Instructions:
(1) In one to three sentences, explain what the passage about Ilissa's graduate studies says helped her excel during her third semester.
(2) Pick up the passage about Ilissa's graduate studies after its final sentence and continue it.

Passage:

● ● ● ● ●

It set her on the path of pursuing further education. In a random online search of top-rated graduate schools specializing in addiction, the first option that popped up was the Hazelden Betty Ford Graduate School. Ilissa applied, went through the initial interview with Professor Dr. Dan Frigo, and two days later received notification she was accepted to the program. In April 2015, she completed her Masters of Arts in Addiction Counseling - Advanced Practice degree.

"The graduate school offered an exceptional program of learning - both about me and how to be a counselor," said Ilissa. "The best part of the program was being able to put into practice what we were learning in the classroom. I also appreciated the closeness of my cohort - we were a very tight-knit class and connected regularly to study. And we are still connected, even though we are now in different parts of the country."

During her first semester, she was assigned to work on the men's unit in Shoemaker on the campus at Hazelden Betty Ford in Center City. She then transitioned from there to working with health care professionals on the women's unit in Dia Linn. In her third semester, her disciplined approach and time management skills helped her excel in her studies while returning to her work on the Shoemaker unit.

"One of the key phrases stated early in our coursework was to 'trust the process,' and that was definitely one thing I learned to do," said Ilissa. "Another phrase was that 'you will run into yourself more than once in the program' which was also very true. It was cool to watch myself grow, both in my personal and professional life through this program."

In addition to her fourth semester classes, she was hired as an on-call counselor.

● ● ● ● ●

Recorded data:

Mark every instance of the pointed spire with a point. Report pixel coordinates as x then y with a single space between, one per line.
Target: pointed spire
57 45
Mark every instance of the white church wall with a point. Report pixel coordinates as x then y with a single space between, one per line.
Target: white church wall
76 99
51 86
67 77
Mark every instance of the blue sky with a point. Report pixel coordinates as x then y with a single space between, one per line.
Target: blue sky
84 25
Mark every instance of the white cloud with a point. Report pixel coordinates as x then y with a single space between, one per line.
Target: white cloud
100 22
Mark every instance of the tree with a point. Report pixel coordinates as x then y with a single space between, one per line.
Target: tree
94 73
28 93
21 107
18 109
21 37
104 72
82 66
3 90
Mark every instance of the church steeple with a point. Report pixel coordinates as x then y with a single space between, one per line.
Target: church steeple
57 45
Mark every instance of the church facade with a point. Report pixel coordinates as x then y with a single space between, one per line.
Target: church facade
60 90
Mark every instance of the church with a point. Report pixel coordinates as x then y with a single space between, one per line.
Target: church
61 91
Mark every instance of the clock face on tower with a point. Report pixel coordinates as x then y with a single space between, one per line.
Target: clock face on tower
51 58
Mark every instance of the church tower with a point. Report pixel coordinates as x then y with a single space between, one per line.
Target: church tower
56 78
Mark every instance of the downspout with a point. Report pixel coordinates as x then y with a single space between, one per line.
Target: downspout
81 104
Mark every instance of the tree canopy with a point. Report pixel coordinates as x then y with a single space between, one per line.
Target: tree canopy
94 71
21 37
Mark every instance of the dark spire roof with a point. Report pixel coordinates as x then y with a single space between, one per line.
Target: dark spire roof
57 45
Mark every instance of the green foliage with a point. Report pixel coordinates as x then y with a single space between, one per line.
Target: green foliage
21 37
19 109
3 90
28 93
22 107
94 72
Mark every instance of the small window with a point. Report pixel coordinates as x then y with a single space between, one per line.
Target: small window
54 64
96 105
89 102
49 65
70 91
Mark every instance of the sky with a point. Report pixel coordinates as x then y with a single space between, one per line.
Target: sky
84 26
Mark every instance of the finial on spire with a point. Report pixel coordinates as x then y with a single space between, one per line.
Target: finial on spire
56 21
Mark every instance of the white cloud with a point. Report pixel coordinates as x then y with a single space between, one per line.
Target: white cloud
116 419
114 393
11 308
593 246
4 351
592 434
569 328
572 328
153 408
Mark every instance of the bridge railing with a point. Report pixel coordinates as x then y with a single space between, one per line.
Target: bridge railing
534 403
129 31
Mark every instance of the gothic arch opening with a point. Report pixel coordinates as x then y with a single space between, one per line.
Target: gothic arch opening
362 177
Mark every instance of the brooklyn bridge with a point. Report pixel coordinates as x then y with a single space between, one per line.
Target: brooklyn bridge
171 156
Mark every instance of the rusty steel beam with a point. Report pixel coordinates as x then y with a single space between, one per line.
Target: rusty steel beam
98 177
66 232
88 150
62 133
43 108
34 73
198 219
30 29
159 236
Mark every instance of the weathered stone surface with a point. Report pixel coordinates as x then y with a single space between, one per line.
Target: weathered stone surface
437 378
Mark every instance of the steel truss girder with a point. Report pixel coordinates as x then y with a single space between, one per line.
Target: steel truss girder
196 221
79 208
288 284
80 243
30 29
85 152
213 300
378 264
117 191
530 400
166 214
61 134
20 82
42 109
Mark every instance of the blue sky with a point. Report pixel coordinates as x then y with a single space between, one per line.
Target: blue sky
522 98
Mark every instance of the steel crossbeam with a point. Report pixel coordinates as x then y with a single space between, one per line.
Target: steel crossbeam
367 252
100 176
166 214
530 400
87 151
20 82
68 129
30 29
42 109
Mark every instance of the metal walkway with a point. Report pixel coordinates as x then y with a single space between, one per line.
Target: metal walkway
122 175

● ● ● ● ●

Task responses:
(1) Her disciplined approach and time management skills helped her excel in her studies in her third semester, while she was also back at work on the Shoemaker unit.

(2)
"When I graduated, my supervisor is quick to say that I was hired as a float counselor for about 12 hours before they put me into a full-time position," said Ilissa. "I've been working on Tiebout ever since and love watching the patients navigate through the early stage of recovery and being able to be a small part of 'the change' - from the time they enter the unit to walking them out the door."

She is also grateful for the ongoing encouragement of her supervisor, Ahmed Eid, and the support of her coworkers. For her, one of the most difficult aspects of the job is watching a patient choose to terminate their treatment early.

"You know what's on their mind, and it's sad to see them leave early because the chance of relapse is so high," said Ilissa. "In getting to know each individual, you become invested in them and their recovery. It's difficult to watch them leave and know that they will likely continue on in their struggle with addiction."

Today, Ilissa continues her work; however, in a slightly different capacity. She and her husband recently moved to North Branch, MN, and are anticipating the birth of their first child, due to arrive the last week of April. Because of health concerns brought on by the pregnancy, Ilissa recently transitioned to providing essential support and back up to her team members through doing assessments, completing discharge summaries, and updating weekly progress summaries.

"I'm continually reminded of the 'we' of this program - it's the theme of our Twelve Steps approach - and I couldn't have done the class work or completed school or transitioned to this new phase of my career without the tremendous support of those around me - classmates and coworkers, family and friends," said Ilissa.

An avid outdoor enthusiast, she is also an animal lover, especially of dogs and horses, and grew up having a family cabin and hunting shack. Ilissa still loves to hunt and fish, and deeply enjoys the aspect of "being in the moment and aware of every breath" that is inherent in hunting. In her free time, she and her dog like to go out "shed hunting" - searching in the woods for the antlers that deer routinely shed each winter.